Re: How to run wordcount program on Multi-node Cluster.

P. Ramanjaneya Reddy Tue, 08 Aug 2017 03:19:04 -0700

Yes Felix,

I have created input and output files in HDFS.
http://localhost:50070/explorer.html#/user



But how we can access it ?

bin/flink run ./examples/streaming/WordCount.jar --input
*hdfs:///user/wordcount_input.txt* --output
*hdfs:///user/wordcount_output.txt *



On Tue, Aug 8, 2017 at 2:55 PM, Felix Neutatz <neut...@googlemail.com>
wrote:

> Hi,
>
> like Timo said e.g. you need a distributed filesystem like HDFS.
>
> Best regards,
> Felix
>
> On Aug 8, 2017 09:01, "P. Ramanjaneya Reddy" <ramanji...@gmail.com> wrote:
>
> Hi Timo,
>
> How to make access the files across TM?
>
> Thanks & Regards,
> Ramanji.
>
> On Mon, Aug 7, 2017 at 7:45 PM, Timo Walther <twal...@apache.org> wrote:
>
> > Flink is a distributed software for clusters. You need something like a
> > distributed file system. So that input file and output files can be
> > accessed from all nodes.
> >
> > Each TM has a log directory where the execution logs are stored.
> >
> > You can set additional properties to your output format by importing the
> > code in your IDE.
> >
> > Am 07.08.17 um 16:03 schrieb P. Ramanjaneya Reddy:
> >
> > Hi Timo,
> >> Problem is resolved after copy input file to all tasks managers.
> >>
> >> and where should generate outputfile? Is it in jobmanager or task
> manager?

▶ **REQUIRED TASK 1**:
Reproduce word for word the passage of the Flink wordcount thread starting with "Re: How to run" and going on through "files in HDFS.".

▶ **THE DATA**:
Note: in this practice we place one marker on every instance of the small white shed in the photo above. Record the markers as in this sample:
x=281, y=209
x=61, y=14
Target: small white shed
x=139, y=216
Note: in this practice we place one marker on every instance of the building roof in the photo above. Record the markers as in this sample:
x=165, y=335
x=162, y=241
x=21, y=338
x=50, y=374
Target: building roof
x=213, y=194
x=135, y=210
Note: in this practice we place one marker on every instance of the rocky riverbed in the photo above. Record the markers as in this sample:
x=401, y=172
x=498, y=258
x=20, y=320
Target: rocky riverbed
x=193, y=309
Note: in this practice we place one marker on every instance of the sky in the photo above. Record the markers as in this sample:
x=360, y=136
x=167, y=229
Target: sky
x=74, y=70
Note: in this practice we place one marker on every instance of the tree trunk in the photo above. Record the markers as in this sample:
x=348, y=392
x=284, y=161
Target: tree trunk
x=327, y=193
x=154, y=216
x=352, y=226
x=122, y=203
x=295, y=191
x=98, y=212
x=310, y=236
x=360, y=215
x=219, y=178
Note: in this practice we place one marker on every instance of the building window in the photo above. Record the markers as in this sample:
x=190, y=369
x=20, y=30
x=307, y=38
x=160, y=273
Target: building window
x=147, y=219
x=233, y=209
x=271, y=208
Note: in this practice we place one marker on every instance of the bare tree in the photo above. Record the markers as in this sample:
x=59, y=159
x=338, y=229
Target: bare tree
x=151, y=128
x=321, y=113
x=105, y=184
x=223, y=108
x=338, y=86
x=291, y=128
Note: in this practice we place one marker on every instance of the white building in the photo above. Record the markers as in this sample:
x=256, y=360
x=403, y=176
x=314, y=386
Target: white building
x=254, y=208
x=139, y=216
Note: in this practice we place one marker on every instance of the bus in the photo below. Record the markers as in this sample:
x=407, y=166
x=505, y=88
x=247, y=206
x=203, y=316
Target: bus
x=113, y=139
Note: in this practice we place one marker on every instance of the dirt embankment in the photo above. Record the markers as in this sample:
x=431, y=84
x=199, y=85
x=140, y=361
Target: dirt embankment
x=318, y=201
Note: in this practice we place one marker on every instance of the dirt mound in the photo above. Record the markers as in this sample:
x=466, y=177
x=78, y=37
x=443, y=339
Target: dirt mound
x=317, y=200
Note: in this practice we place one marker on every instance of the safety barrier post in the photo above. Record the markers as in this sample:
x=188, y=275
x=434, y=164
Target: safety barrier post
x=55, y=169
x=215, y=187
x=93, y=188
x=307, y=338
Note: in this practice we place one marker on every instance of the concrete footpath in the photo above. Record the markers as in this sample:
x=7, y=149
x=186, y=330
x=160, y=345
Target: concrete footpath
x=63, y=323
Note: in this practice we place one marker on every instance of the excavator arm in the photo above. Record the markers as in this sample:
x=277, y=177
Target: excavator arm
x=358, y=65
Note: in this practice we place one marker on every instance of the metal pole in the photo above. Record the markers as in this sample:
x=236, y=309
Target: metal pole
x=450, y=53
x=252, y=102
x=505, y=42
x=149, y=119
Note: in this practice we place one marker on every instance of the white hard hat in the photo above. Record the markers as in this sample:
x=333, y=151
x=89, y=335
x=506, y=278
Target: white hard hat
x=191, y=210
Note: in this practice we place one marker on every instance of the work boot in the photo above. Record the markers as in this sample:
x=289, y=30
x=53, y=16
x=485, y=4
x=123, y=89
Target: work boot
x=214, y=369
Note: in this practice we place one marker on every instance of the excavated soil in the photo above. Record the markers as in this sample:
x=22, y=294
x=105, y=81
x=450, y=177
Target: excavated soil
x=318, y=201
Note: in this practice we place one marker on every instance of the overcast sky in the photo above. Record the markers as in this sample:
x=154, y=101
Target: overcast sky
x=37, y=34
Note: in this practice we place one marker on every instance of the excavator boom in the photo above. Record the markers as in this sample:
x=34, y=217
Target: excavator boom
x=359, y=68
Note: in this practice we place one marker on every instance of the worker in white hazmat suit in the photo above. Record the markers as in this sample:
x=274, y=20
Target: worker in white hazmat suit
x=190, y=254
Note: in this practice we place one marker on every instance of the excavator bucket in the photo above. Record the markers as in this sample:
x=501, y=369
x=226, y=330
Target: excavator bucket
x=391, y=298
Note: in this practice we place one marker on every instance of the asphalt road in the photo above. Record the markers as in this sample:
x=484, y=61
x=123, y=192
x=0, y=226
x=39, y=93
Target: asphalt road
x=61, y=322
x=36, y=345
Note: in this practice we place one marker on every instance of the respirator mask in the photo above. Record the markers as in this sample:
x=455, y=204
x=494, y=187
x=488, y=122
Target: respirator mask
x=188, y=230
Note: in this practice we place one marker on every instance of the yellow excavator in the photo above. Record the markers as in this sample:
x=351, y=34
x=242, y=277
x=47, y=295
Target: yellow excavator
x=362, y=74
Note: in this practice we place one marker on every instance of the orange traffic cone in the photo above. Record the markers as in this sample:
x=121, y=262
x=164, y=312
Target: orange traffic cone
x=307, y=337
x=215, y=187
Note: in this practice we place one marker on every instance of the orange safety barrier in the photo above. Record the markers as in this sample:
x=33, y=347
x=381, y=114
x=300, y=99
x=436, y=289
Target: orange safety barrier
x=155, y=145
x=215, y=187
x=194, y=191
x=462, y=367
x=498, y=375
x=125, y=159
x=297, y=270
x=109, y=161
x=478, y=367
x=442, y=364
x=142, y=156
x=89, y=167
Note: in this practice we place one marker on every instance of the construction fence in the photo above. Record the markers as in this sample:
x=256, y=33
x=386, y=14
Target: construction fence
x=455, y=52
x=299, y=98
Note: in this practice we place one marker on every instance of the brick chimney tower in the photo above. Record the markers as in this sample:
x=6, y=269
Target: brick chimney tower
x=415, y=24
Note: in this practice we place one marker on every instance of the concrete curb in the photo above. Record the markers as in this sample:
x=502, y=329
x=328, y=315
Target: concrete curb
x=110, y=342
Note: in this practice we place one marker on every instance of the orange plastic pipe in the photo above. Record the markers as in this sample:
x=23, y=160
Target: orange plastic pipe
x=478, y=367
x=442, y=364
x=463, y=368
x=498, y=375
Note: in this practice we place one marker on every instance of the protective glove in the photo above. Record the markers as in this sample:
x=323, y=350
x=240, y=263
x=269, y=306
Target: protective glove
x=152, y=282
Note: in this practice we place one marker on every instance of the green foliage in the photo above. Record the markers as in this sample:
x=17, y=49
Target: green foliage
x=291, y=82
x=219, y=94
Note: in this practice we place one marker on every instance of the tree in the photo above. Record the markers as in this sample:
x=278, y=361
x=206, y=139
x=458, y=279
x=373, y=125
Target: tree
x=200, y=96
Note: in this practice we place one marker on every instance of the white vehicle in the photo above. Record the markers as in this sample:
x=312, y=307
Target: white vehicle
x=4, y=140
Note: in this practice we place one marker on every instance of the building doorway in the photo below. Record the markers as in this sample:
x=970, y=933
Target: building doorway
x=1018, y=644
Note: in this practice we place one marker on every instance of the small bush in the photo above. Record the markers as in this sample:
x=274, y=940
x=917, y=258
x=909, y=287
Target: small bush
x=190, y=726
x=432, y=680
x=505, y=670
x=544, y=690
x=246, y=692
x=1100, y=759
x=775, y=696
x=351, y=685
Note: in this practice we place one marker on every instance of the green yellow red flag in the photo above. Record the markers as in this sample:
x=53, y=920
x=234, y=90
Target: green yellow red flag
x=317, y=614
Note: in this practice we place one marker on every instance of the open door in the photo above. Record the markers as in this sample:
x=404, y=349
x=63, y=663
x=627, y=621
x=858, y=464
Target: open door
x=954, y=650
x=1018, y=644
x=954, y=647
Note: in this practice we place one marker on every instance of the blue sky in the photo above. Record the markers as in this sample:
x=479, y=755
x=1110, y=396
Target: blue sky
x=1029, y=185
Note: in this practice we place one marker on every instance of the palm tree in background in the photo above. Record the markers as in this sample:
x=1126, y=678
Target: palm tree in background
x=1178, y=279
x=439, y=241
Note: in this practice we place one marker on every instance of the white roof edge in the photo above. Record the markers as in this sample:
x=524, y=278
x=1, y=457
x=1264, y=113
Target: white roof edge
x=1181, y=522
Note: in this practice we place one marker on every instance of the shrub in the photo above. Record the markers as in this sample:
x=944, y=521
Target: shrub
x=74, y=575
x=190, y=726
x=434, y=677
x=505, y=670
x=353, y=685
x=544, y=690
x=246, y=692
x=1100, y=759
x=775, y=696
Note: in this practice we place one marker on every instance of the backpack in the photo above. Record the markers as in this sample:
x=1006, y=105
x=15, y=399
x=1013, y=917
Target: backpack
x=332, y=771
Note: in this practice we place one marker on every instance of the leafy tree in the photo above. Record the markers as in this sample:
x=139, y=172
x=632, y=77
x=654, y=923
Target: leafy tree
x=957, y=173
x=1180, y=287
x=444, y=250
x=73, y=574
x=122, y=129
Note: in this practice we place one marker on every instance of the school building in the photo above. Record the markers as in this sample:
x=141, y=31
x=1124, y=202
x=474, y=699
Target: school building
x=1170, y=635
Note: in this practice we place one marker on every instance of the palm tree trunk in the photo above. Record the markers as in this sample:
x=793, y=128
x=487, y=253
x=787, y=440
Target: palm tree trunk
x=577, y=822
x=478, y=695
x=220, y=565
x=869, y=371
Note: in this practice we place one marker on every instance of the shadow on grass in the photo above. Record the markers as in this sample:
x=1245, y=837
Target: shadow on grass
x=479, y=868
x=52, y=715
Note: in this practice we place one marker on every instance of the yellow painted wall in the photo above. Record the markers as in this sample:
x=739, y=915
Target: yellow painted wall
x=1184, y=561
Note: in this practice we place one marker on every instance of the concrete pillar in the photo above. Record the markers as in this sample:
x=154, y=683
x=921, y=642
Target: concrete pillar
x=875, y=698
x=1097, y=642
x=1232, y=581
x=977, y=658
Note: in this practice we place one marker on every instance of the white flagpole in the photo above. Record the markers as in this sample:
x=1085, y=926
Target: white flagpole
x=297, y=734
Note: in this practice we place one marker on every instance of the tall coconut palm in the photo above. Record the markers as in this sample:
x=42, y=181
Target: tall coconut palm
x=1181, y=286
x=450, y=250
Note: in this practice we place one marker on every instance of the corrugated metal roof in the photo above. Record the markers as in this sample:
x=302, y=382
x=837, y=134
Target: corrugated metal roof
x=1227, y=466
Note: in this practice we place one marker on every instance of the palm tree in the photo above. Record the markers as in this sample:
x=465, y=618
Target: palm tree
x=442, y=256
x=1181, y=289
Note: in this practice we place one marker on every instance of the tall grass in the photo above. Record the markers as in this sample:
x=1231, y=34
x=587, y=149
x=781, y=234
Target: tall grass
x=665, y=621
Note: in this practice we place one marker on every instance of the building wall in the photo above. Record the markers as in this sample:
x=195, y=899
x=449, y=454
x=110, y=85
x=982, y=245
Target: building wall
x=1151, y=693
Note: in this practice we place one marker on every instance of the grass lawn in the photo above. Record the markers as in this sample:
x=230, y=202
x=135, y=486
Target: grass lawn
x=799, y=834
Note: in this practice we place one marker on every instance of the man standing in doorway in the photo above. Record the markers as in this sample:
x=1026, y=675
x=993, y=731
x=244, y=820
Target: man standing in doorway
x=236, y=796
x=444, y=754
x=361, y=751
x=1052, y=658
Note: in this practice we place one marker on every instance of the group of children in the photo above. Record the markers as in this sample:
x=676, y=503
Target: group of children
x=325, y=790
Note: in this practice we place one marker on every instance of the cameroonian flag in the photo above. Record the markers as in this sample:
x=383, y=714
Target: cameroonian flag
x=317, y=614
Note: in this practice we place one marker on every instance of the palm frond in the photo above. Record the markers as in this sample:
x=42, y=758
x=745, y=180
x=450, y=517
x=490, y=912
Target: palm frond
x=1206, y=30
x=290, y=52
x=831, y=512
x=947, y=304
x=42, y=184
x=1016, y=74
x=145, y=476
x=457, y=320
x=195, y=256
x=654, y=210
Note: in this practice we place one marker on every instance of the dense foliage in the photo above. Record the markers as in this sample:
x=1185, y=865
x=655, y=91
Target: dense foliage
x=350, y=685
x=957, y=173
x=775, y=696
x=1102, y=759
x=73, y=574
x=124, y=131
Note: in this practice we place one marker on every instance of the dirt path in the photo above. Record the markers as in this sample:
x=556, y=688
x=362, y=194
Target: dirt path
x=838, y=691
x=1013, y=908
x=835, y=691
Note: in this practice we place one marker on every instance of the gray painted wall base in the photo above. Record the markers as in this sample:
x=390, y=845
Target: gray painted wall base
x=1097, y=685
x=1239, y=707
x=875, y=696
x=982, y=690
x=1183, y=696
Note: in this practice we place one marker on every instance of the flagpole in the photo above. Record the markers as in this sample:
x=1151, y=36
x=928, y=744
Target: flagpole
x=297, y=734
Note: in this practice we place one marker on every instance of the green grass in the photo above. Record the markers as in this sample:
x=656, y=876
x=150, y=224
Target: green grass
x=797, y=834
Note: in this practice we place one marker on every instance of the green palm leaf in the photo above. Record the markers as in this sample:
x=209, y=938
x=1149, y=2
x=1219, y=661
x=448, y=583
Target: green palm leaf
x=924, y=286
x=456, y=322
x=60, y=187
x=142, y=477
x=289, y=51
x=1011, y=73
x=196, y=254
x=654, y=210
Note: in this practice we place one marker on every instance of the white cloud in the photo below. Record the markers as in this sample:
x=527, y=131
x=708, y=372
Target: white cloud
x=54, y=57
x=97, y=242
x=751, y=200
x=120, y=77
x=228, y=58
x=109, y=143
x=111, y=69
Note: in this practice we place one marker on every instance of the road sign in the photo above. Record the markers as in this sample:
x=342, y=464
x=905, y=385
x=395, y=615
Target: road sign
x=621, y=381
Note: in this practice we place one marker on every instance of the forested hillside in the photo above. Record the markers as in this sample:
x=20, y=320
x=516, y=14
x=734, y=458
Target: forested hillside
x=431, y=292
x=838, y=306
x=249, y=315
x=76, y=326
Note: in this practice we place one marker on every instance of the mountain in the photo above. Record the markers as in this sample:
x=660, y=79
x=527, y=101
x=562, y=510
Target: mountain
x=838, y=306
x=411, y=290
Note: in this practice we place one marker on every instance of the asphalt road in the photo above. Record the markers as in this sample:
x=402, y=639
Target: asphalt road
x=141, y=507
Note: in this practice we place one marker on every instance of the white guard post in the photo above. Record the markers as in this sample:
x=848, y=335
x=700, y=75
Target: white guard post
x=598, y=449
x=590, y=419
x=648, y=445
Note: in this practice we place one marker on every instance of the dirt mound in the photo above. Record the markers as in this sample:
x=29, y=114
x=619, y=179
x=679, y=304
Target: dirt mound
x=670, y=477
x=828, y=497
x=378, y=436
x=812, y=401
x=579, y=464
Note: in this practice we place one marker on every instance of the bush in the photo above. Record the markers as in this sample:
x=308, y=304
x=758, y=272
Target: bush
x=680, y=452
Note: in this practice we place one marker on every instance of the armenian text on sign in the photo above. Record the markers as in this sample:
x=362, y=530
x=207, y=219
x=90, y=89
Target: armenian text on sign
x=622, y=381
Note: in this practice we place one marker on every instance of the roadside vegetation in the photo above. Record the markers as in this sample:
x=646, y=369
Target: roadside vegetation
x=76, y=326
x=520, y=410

▶ **REQUIRED TASK 2**:
In the records, repeat verbatim every line starting with the line with "the building roof" and going on through the line with "x=193, y=309", both of those lines included, and nothing else.

▶ **FINISHED ANSWER 1**:
Re: How to run wordcount program on Multi-node Cluster.

P. Ramanjaneya Reddy Tue, 08 Aug 2017 03:19:04 -0700

Yes Felix,

I have created input and output files in HDFS.

▶ **FINISHED ANSWER 2**:
Note: in this practice we place one marker on every instance of the building roof in the photo above. Record the markers as in this sample:
x=165, y=335
x=162, y=241
x=21, y=338
x=50, y=374
Target: building roof
x=213, y=194
x=135, y=210
Note: in this practice we place one marker on every instance of the rocky riverbed in the photo above. Record the markers as in this sample:
x=401, y=172
x=498, y=258
x=20, y=320
Target: rocky riverbed
x=193, y=309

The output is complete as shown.